═════ DATA SUPPLIED ═════

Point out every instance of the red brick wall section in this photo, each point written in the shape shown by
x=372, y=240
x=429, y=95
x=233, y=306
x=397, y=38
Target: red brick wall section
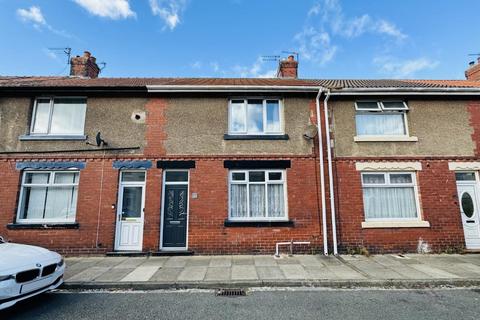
x=207, y=234
x=438, y=201
x=155, y=127
x=474, y=110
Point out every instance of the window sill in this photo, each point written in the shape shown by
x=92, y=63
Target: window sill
x=384, y=139
x=52, y=137
x=43, y=226
x=255, y=137
x=395, y=224
x=259, y=224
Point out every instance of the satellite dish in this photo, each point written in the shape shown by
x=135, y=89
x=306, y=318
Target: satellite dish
x=310, y=132
x=99, y=140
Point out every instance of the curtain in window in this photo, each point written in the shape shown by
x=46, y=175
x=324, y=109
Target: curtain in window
x=393, y=203
x=238, y=200
x=276, y=205
x=257, y=200
x=68, y=116
x=61, y=202
x=380, y=124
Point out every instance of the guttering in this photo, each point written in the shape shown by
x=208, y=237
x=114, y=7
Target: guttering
x=330, y=174
x=404, y=91
x=229, y=88
x=322, y=173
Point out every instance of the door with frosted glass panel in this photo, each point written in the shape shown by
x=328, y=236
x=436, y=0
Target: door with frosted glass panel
x=130, y=213
x=467, y=187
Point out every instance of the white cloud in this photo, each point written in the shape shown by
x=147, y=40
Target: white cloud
x=112, y=9
x=315, y=45
x=33, y=15
x=390, y=29
x=326, y=24
x=398, y=69
x=169, y=11
x=256, y=70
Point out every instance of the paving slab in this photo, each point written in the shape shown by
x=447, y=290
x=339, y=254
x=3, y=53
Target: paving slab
x=318, y=273
x=270, y=273
x=221, y=261
x=198, y=261
x=176, y=262
x=154, y=261
x=243, y=260
x=89, y=274
x=192, y=273
x=293, y=271
x=309, y=261
x=131, y=262
x=114, y=275
x=142, y=273
x=265, y=261
x=166, y=274
x=218, y=274
x=244, y=272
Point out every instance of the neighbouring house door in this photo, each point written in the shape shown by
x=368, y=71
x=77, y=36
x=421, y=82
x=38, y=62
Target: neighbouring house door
x=469, y=210
x=131, y=203
x=175, y=211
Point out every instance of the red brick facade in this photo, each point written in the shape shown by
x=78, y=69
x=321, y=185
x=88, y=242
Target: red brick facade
x=207, y=213
x=438, y=205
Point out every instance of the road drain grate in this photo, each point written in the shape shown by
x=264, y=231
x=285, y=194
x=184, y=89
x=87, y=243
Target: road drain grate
x=231, y=292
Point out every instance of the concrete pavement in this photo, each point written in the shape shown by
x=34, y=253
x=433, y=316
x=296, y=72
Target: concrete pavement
x=299, y=303
x=411, y=271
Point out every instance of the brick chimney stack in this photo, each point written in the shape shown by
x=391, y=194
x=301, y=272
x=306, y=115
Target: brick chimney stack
x=473, y=71
x=288, y=68
x=84, y=66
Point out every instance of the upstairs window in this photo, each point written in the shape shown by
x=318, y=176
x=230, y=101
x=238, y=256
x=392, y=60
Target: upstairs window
x=255, y=117
x=59, y=116
x=381, y=118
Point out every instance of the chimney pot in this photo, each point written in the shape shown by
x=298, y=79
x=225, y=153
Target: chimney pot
x=288, y=68
x=85, y=66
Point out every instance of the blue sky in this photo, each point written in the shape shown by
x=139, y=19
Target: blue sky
x=226, y=38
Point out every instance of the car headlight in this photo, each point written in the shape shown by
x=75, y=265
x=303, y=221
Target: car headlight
x=4, y=278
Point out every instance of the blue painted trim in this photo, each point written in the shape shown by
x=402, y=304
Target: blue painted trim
x=134, y=164
x=50, y=165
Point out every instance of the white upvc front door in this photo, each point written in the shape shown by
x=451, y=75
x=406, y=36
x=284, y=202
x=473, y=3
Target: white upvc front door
x=468, y=198
x=130, y=211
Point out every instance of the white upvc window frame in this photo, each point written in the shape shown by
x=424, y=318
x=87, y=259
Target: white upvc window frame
x=50, y=183
x=382, y=109
x=52, y=101
x=267, y=182
x=264, y=103
x=388, y=184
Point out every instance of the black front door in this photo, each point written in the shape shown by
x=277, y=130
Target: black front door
x=175, y=216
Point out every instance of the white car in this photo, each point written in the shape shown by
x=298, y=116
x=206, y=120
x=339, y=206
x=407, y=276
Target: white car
x=26, y=271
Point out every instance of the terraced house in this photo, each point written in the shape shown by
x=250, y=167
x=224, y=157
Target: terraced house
x=228, y=166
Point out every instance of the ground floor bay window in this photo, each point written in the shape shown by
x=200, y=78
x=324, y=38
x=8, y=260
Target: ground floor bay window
x=257, y=195
x=48, y=197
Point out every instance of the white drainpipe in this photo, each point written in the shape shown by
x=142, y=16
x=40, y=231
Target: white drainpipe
x=330, y=174
x=322, y=174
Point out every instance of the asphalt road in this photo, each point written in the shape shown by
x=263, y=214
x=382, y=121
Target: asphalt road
x=285, y=304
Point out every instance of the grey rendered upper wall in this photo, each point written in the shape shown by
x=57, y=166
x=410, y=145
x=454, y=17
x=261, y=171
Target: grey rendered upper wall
x=196, y=126
x=442, y=128
x=110, y=116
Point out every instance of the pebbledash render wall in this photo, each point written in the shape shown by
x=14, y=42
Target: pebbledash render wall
x=172, y=129
x=447, y=131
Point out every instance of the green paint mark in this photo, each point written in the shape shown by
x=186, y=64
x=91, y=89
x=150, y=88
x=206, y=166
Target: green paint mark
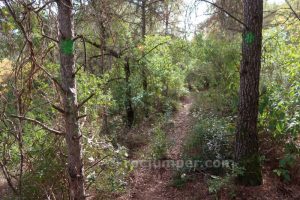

═════

Lay out every line of the listing above as a JSON list of strings, one string per line, with blank lines left out. Leave the pictures out.

[
  "Point out every instance of the red brick wall section in this photo, each point written in the shape shown by",
  "x=372, y=240",
  "x=429, y=95",
  "x=233, y=306",
  "x=397, y=38",
  "Target: red brick wall section",
  "x=207, y=234",
  "x=438, y=201",
  "x=155, y=127",
  "x=474, y=110",
  "Point out every instance of the window sill in this photo, each point written in the shape shown by",
  "x=92, y=63",
  "Target: window sill",
  "x=384, y=139",
  "x=52, y=137",
  "x=43, y=226",
  "x=255, y=137",
  "x=395, y=224",
  "x=259, y=224",
  "Point out every instance of the satellite dish in this photo, each point written in the shape shown by",
  "x=135, y=89",
  "x=306, y=318",
  "Target: satellite dish",
  "x=310, y=132",
  "x=99, y=140",
  "Point out every instance of the curtain in window in this photo, each point written in the shape shown by",
  "x=46, y=175",
  "x=324, y=109",
  "Target: curtain in window",
  "x=393, y=203",
  "x=238, y=200",
  "x=276, y=205",
  "x=257, y=200",
  "x=68, y=116",
  "x=61, y=202",
  "x=380, y=124",
  "Point out every instance of the guttering in this photo, each point written in the shape shown by",
  "x=208, y=237",
  "x=114, y=7",
  "Target: guttering",
  "x=330, y=174",
  "x=404, y=91",
  "x=229, y=88",
  "x=322, y=173",
  "Point out every instance of the door with frosted glass panel in this photo, each point written in the shape shown by",
  "x=328, y=236",
  "x=436, y=0",
  "Target: door with frosted glass panel",
  "x=130, y=213",
  "x=467, y=187",
  "Point out every instance of the white cloud in this photo, each point written in the shape shown by",
  "x=147, y=40",
  "Target: white cloud",
  "x=112, y=9",
  "x=315, y=45",
  "x=33, y=15",
  "x=390, y=29",
  "x=326, y=24",
  "x=398, y=69",
  "x=169, y=11",
  "x=256, y=70",
  "Point out every instance of the paving slab in this photo, each point written in the shape shown by",
  "x=447, y=290",
  "x=339, y=254",
  "x=3, y=53",
  "Target: paving slab",
  "x=318, y=273",
  "x=270, y=273",
  "x=221, y=261",
  "x=198, y=261",
  "x=176, y=262",
  "x=154, y=261",
  "x=243, y=260",
  "x=89, y=274",
  "x=192, y=273",
  "x=293, y=271",
  "x=309, y=261",
  "x=131, y=262",
  "x=114, y=275",
  "x=142, y=273",
  "x=265, y=261",
  "x=166, y=274",
  "x=218, y=274",
  "x=244, y=272",
  "Point out every instance of the neighbouring house door in this photo, each point written in the shape shown by",
  "x=368, y=71",
  "x=77, y=36",
  "x=421, y=82",
  "x=38, y=62",
  "Target: neighbouring house door",
  "x=469, y=210",
  "x=131, y=203",
  "x=175, y=211",
  "Point out every instance of the red brick facade in this photo, each point written in the shape shown by",
  "x=78, y=69",
  "x=321, y=185",
  "x=88, y=242",
  "Target: red brick facade",
  "x=207, y=213",
  "x=438, y=205",
  "Point out every instance of the road drain grate in this photo, each point written in the shape shown by",
  "x=264, y=231",
  "x=285, y=194",
  "x=184, y=89",
  "x=87, y=243",
  "Target: road drain grate",
  "x=231, y=292",
  "Point out every instance of the concrete pavement in this photo, each point written in the shape shown by",
  "x=34, y=253",
  "x=433, y=316",
  "x=296, y=72",
  "Target: concrete pavement",
  "x=299, y=303",
  "x=411, y=271",
  "Point out every instance of the brick chimney stack in this photo, each point written in the shape shown by",
  "x=391, y=194",
  "x=301, y=272",
  "x=306, y=115",
  "Target: brick chimney stack",
  "x=473, y=71",
  "x=288, y=68",
  "x=84, y=66",
  "Point out every instance of the upstairs window in this photo, each point written in the shape shown by",
  "x=318, y=176",
  "x=230, y=101",
  "x=238, y=256",
  "x=392, y=60",
  "Target: upstairs window",
  "x=255, y=117",
  "x=59, y=116",
  "x=381, y=118",
  "Point out every instance of the chimney pot in this photo, each point written in the shape shown by",
  "x=298, y=79",
  "x=225, y=153",
  "Target: chimney pot",
  "x=288, y=68",
  "x=85, y=66",
  "Point out every instance of the blue sky in this photo, each point written in the shape shown by",
  "x=139, y=19",
  "Target: blue sky",
  "x=226, y=38",
  "Point out every instance of the car headlight in this photo, each point written in the shape shown by",
  "x=75, y=265",
  "x=303, y=221",
  "Target: car headlight",
  "x=4, y=278",
  "Point out every instance of the blue painted trim in this photo, each point written in the shape shown by",
  "x=402, y=304",
  "Target: blue painted trim",
  "x=134, y=164",
  "x=50, y=165",
  "Point out every instance of the white upvc front door in this photo, each point written in the shape shown by",
  "x=451, y=75",
  "x=406, y=36",
  "x=284, y=202",
  "x=473, y=3",
  "Target: white upvc front door",
  "x=468, y=198",
  "x=130, y=211",
  "Point out every instance of the white upvc window frame in this photo, each point written in the shape shown by",
  "x=424, y=318",
  "x=87, y=259",
  "Target: white upvc window frame",
  "x=50, y=183",
  "x=382, y=109",
  "x=52, y=101",
  "x=267, y=182",
  "x=264, y=103",
  "x=388, y=184",
  "Point out every instance of the black front door in this photo, each point written in the shape shown by",
  "x=277, y=130",
  "Target: black front door",
  "x=175, y=216",
  "Point out every instance of the white car in this photo, each point written in the shape shown by",
  "x=298, y=116",
  "x=206, y=120",
  "x=339, y=206",
  "x=407, y=276",
  "Target: white car",
  "x=26, y=271",
  "Point out every instance of the terraced house in this photo, each point written in the shape shown by",
  "x=250, y=167",
  "x=224, y=157",
  "Target: terraced house",
  "x=228, y=166",
  "Point out every instance of the ground floor bay window in this photo, each point written in the shape shown by",
  "x=200, y=78",
  "x=324, y=38",
  "x=8, y=260",
  "Target: ground floor bay window",
  "x=257, y=195",
  "x=48, y=197",
  "Point out every instance of the white drainpipe in this photo, each point written in the shape shown by",
  "x=142, y=16",
  "x=40, y=231",
  "Target: white drainpipe",
  "x=330, y=174",
  "x=322, y=174",
  "Point out every instance of the asphalt road in this photo, each point written in the shape shown by",
  "x=263, y=214",
  "x=382, y=121",
  "Target: asphalt road",
  "x=285, y=304",
  "Point out every instance of the grey rendered upper wall in this photo, each point written in the shape shown by",
  "x=57, y=166",
  "x=410, y=145",
  "x=454, y=17",
  "x=261, y=171",
  "Target: grey rendered upper wall",
  "x=196, y=126",
  "x=442, y=128",
  "x=110, y=116",
  "Point out every instance of the pebbledash render wall in this photo, each point written in the shape shown by",
  "x=14, y=42",
  "Target: pebbledash render wall",
  "x=172, y=129",
  "x=447, y=131",
  "Point out every instance of the green paint mark in this photo, each point written in the shape shown by",
  "x=186, y=64",
  "x=91, y=89",
  "x=150, y=88",
  "x=206, y=166",
  "Target: green paint mark"
]